Challenge: Render the records from the start through the line containing "xmin=567 ymin=347 xmax=676 ymax=479" as a two-column CSV with columns input and output, one row per subject: put its text in input and its detection boxes in output, each in a single quoted field with line breaks replaced by spaces.
*-*-*
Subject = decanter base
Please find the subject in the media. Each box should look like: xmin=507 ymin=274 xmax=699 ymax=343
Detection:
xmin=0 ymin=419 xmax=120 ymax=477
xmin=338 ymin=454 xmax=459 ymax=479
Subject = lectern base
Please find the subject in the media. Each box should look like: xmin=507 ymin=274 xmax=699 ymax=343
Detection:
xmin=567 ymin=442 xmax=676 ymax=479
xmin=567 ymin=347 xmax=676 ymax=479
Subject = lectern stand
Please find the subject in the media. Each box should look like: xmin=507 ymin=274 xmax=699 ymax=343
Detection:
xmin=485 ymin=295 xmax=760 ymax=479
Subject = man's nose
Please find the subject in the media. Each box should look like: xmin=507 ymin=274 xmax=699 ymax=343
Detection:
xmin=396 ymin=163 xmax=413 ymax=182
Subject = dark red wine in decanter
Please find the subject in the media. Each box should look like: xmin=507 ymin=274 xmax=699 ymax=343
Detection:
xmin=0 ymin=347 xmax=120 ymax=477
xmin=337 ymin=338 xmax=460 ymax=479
*-*-*
Full answer:
input,output
"Subject = decanter base Please find the subject in the media. Each box should look like: xmin=507 ymin=274 xmax=699 ymax=343 Detection:","xmin=0 ymin=419 xmax=120 ymax=477 xmin=338 ymin=454 xmax=459 ymax=479"
"Subject = lectern base Please find the subject in the media. Each box should look like: xmin=507 ymin=274 xmax=699 ymax=343 Detection:","xmin=567 ymin=442 xmax=676 ymax=479 xmin=567 ymin=347 xmax=676 ymax=479"